→ **Task directions**
Write out, unchanged, the lines from the one holding "the tree stump" to the close of the listing. Both the first and last lines belong in it.

Point labeling dataset excerpts
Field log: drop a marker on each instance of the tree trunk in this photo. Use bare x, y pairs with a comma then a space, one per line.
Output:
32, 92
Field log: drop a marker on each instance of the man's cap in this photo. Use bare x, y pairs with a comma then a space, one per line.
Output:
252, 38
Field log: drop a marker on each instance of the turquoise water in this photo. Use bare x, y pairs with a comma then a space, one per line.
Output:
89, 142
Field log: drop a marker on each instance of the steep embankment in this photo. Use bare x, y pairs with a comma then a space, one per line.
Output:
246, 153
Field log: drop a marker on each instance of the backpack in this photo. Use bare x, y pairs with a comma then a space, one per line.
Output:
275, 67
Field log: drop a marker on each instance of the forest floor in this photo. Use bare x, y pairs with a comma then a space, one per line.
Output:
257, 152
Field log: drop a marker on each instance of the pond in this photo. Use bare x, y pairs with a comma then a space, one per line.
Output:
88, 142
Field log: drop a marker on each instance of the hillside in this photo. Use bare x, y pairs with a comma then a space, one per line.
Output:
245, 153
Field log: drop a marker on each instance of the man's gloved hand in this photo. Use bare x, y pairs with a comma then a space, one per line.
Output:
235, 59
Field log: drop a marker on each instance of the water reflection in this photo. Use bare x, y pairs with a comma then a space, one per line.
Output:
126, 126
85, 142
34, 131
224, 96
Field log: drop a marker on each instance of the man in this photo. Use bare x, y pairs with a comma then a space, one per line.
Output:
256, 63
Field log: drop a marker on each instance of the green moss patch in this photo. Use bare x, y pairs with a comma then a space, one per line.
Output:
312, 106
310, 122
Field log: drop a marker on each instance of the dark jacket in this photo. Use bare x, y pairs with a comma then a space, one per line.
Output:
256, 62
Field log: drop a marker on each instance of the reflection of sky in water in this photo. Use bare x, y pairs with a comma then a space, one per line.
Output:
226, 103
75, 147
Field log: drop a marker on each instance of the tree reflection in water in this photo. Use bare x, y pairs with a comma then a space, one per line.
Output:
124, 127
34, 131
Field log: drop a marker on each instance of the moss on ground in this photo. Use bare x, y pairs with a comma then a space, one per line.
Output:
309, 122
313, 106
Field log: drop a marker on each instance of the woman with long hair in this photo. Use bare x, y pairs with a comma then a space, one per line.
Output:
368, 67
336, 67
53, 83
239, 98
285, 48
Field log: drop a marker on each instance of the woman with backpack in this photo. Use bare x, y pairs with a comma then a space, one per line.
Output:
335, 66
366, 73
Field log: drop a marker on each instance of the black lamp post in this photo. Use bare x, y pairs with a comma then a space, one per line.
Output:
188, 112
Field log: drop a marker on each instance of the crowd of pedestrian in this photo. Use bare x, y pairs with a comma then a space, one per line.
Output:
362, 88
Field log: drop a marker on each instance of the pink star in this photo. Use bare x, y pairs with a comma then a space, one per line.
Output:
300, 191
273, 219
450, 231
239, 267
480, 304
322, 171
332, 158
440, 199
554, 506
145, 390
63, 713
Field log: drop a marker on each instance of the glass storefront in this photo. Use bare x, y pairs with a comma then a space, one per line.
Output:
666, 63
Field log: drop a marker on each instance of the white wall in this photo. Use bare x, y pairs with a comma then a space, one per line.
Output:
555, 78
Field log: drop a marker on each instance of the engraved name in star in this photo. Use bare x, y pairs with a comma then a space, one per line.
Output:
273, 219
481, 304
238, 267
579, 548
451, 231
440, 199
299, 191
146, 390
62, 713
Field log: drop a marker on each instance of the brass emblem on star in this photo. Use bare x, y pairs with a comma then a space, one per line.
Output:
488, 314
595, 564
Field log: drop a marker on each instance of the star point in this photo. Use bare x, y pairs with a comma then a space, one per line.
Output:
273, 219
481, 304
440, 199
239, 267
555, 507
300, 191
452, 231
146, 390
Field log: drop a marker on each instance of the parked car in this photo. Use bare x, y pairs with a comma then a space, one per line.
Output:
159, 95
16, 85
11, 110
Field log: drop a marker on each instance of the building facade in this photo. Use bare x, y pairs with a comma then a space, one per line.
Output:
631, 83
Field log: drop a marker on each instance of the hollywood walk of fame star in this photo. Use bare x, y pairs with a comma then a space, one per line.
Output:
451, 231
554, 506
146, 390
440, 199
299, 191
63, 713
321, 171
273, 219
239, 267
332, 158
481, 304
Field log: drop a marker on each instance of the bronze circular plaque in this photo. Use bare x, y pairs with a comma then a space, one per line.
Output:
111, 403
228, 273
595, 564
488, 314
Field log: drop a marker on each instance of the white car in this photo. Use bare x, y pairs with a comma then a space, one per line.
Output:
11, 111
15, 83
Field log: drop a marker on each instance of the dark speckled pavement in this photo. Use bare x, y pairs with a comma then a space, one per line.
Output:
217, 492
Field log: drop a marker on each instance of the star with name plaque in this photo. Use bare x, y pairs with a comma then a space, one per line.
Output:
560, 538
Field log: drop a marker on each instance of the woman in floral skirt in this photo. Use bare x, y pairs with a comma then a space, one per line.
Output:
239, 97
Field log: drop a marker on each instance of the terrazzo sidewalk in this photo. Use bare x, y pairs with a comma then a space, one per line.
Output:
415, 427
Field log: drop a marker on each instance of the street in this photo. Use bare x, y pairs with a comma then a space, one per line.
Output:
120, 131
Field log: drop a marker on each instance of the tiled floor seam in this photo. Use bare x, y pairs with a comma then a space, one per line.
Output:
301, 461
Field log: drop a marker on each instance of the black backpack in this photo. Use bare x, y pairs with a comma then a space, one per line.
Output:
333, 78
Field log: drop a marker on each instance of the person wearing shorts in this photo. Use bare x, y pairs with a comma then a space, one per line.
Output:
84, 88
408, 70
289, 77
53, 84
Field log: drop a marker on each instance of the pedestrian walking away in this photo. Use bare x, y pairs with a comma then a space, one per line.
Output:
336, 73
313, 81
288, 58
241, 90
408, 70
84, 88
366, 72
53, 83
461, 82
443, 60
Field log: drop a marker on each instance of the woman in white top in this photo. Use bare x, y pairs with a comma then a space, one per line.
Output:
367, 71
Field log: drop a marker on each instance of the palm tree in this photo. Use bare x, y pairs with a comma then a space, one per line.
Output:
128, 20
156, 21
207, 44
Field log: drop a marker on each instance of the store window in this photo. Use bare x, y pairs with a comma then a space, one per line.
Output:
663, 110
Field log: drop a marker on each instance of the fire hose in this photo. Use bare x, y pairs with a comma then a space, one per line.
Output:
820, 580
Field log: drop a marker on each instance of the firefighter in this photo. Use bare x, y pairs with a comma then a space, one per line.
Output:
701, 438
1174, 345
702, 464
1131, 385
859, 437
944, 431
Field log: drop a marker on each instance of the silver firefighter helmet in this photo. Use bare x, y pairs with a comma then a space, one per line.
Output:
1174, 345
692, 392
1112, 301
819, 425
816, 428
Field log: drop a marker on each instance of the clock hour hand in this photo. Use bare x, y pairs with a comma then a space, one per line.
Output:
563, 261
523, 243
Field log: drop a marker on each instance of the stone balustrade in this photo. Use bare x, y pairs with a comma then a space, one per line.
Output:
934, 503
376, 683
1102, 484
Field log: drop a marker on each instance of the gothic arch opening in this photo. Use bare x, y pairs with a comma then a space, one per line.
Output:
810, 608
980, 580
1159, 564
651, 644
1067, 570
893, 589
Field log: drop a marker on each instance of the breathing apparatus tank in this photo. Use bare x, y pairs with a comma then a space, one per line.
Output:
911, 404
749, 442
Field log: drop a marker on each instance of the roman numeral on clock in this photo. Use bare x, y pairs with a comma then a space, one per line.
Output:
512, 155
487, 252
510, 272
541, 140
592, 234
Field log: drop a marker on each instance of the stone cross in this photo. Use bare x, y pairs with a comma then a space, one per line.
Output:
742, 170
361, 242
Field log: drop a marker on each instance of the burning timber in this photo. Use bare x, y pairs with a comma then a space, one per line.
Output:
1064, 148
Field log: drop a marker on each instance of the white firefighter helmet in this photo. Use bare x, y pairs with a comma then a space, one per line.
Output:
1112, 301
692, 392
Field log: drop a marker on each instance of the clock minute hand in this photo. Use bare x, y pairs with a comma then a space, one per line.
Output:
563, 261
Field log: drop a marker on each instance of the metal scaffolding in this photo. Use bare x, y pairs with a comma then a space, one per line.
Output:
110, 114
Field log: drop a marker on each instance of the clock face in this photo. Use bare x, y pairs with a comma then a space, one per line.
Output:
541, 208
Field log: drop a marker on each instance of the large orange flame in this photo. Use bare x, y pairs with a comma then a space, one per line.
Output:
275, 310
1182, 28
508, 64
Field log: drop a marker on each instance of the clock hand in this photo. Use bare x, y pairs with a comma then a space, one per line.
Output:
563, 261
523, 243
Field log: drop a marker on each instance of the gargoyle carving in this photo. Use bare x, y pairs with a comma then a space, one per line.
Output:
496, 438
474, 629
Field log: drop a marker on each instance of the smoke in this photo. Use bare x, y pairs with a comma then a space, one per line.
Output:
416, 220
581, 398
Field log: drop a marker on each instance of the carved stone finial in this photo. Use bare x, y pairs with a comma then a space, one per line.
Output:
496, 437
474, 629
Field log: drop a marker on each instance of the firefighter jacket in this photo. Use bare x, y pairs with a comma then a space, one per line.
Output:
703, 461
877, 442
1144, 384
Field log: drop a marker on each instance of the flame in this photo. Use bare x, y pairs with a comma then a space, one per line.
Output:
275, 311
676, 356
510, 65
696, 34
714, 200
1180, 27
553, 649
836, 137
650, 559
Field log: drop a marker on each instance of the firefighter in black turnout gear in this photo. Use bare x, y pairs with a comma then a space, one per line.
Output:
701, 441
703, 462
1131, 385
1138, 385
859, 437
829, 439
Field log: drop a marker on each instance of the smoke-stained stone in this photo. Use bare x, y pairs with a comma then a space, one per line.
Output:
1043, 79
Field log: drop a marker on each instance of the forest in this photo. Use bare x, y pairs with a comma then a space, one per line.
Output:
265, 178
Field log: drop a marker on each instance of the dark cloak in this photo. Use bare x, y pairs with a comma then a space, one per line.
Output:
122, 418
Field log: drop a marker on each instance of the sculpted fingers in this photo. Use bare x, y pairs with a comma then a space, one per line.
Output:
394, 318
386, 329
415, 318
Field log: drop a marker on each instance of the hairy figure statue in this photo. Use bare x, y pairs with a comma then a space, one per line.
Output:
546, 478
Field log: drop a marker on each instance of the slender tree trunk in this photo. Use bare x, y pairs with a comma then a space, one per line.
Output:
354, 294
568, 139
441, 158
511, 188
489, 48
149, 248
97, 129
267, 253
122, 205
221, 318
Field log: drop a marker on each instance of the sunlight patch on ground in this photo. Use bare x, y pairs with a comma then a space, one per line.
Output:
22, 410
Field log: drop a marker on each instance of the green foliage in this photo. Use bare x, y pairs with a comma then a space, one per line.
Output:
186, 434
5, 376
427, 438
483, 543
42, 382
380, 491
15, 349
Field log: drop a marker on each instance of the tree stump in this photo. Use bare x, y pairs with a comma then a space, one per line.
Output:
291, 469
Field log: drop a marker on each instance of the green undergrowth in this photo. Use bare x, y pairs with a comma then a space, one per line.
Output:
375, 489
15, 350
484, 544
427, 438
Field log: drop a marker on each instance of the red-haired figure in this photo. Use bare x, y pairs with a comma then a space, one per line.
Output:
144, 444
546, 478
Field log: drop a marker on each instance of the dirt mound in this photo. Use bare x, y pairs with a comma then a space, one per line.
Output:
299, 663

→ **Exercise solution**
Field log: drop a marker on each instance of the tree stump in this photo. Use bare x, y pairs with a comma then a space, one per line.
Output:
291, 469
Field log: drop a marker on each instance of the green undergrowth in this photo. Use bare x, y pairs with a comma then a space, one per line.
Output:
375, 489
15, 350
484, 544
427, 438
Field log: drop a marker on each instance of the red-haired figure in this photo. Use bare x, y pairs with a comma then a space, one per line.
Output:
144, 444
546, 478
Field log: drop a marker on each instance of the dirt mound in this photo. Use bare x, y pairs with a comma then a space, one per line.
Output:
299, 663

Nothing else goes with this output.